• [EXERCISE OBJECTIVE] In the text below about Christmas in the hospital, please copy everything from "Christmas 2003 looked" down to "Claus Christmas thing.", swapping "Santa Claus" for "Saint Nick".

Tuesday, December 20, 2005

Christmas in the Hospital

I love Christmas. A bunch. I love the trees, the trimmings, the presents, the generosity, all of it. However, we’ve had a couple of rough ones.

Christmas 2000. Sheryl is 4 months pregnant. I’ve been at my first job after teaching for 6 months. December 18, 2000. The business is closing and they are laying all 3 of the employees off. However, the roughest one we had was two years later.

Christmas 2003 looked like it was going to be a good one. I had just accepted a job with my current company. My contract with my previous company, EDS, was going to allow me to do some part time work with them through the next few months, providing some extra money. Kinsey was two and a half and was really getting some idea of the Santa Claus Christmas thing.

December 23, 2003. I totaled out my car. Turned into a lane where I thought a car was turning and it went straight. So there went a car that’s been a good one for us and now we have to start thinking about another one.

• [DATA UNDER STUDY]

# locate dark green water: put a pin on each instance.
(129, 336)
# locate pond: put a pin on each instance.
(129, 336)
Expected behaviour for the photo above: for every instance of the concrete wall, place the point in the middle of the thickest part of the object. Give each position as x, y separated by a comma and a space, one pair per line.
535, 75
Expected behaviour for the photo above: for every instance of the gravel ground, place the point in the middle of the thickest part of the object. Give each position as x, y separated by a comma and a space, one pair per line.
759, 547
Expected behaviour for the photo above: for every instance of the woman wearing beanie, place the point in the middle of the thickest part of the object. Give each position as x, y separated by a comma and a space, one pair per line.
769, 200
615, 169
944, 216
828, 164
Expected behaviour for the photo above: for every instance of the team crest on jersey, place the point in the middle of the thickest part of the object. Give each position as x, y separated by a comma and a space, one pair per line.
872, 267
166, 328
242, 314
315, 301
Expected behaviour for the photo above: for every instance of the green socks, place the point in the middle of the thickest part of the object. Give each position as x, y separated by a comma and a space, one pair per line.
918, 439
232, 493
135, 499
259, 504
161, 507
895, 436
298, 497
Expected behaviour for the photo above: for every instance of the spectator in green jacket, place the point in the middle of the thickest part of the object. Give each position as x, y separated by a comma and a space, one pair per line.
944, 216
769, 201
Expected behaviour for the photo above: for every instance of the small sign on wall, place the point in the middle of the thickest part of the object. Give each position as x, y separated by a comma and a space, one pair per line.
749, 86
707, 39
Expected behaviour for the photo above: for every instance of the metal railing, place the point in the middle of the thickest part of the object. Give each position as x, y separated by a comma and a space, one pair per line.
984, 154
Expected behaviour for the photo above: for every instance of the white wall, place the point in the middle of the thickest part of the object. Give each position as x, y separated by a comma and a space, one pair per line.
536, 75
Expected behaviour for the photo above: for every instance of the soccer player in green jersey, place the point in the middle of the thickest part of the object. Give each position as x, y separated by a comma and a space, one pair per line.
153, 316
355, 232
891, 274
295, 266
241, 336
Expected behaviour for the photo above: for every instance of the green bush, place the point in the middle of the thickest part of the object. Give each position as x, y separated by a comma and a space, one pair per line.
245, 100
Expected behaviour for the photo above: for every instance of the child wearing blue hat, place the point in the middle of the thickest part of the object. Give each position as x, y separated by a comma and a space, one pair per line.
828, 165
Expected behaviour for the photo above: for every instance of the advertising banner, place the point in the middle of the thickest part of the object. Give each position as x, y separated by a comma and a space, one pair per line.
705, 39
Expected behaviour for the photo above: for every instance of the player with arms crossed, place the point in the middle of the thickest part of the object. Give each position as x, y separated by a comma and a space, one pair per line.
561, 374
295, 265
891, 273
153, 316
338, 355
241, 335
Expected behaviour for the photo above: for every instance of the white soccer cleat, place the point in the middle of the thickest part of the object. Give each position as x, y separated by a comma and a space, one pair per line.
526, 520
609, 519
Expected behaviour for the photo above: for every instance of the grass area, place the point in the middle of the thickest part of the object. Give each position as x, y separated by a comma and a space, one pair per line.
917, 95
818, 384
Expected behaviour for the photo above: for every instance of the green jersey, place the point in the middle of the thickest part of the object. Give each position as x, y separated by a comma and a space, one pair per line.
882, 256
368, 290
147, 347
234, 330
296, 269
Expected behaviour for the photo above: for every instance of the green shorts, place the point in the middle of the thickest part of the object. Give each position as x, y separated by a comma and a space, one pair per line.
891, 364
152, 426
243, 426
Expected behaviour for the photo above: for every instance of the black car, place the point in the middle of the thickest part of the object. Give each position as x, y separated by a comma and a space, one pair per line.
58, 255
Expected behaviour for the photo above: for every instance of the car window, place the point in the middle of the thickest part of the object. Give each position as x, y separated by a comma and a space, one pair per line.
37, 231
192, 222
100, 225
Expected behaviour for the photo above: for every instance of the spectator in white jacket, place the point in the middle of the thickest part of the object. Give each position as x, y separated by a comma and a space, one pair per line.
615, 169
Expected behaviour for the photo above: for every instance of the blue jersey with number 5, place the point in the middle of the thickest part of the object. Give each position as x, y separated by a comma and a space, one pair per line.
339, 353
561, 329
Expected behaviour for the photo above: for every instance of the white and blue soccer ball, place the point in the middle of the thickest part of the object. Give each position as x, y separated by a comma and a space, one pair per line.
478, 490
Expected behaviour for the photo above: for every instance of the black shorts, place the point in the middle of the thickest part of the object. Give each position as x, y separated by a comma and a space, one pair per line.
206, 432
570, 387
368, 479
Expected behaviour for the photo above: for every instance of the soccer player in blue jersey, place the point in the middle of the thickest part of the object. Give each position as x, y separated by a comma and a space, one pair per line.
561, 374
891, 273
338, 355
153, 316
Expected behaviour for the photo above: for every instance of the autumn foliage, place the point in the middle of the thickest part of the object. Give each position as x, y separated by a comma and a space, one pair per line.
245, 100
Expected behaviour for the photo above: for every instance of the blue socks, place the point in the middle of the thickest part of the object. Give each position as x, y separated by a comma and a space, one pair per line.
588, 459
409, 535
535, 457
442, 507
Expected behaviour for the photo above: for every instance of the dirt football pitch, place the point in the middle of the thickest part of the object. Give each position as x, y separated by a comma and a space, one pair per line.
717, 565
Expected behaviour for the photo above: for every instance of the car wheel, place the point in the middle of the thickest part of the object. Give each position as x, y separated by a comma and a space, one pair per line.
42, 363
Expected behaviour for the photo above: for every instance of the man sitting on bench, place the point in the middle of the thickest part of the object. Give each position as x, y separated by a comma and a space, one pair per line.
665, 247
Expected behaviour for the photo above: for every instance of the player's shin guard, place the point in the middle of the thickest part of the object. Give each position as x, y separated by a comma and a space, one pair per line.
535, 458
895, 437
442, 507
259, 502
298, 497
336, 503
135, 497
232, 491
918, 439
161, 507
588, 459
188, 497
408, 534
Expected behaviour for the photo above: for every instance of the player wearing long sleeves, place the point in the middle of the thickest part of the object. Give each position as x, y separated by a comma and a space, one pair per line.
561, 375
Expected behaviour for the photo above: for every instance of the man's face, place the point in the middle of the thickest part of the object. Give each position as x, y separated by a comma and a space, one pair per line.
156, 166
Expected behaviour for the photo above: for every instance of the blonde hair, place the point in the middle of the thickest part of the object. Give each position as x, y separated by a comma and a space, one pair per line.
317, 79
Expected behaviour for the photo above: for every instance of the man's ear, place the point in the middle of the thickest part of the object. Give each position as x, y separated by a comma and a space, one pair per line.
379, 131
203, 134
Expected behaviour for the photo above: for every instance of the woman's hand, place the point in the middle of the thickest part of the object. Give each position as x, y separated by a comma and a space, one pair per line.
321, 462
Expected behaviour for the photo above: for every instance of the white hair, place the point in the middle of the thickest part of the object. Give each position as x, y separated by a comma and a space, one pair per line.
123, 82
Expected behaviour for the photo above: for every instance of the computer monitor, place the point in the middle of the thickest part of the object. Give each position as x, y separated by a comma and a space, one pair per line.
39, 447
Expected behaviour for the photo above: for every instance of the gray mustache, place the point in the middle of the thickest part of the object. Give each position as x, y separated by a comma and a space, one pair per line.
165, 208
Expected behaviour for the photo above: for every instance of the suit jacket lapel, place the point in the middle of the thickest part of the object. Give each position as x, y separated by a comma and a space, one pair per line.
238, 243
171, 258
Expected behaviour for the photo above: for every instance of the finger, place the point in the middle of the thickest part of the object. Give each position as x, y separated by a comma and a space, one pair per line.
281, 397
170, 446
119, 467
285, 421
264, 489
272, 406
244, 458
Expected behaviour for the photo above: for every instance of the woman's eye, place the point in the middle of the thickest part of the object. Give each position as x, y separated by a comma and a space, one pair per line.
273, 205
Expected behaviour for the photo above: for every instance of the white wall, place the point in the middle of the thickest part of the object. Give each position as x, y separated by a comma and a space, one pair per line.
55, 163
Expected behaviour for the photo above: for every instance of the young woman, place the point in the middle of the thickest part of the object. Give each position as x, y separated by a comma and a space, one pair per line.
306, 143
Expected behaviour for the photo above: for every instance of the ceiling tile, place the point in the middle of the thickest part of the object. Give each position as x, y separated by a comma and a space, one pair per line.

• [ANSWER BELOW]
Christmas 2003 looked like it was going to be a good one. I had just accepted a job with my current company. My contract with my previous company, EDS, was going to allow me to do some part time work with them through the next few months, providing some extra money. Kinsey was two and a half and was really getting some idea of the Saint Nick Christmas thing.